--- Problem to work on ---
Search the material for the word "instance" and copy each line that holds it.

--- Record set ---
◇ ◇ ◇ ◇

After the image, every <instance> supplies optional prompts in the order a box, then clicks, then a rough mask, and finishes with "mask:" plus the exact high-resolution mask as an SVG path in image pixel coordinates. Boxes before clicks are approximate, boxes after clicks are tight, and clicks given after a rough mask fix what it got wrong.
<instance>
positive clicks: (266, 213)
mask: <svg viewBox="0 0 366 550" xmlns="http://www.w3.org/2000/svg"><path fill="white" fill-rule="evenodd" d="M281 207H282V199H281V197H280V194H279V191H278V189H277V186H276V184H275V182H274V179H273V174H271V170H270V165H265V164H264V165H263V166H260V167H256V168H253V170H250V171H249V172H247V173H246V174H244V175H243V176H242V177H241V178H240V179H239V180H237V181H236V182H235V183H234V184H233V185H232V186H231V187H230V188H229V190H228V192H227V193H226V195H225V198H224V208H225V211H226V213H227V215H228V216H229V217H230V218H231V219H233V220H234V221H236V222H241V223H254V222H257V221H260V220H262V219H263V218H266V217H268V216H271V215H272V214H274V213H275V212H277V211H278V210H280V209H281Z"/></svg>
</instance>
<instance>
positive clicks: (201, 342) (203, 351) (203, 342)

◇ ◇ ◇ ◇

--- Answer space ---
After the image, every <instance> supplies optional prompts in the order a box, then clicks, then a rough mask, and finishes with "mask:" plus the exact high-resolution mask as an SVG path in image pixel coordinates. Boxes before clicks are approximate, boxes after clicks are tight, and clicks given after a rough mask fix what it got wrong.
<instance>
</instance>
<instance>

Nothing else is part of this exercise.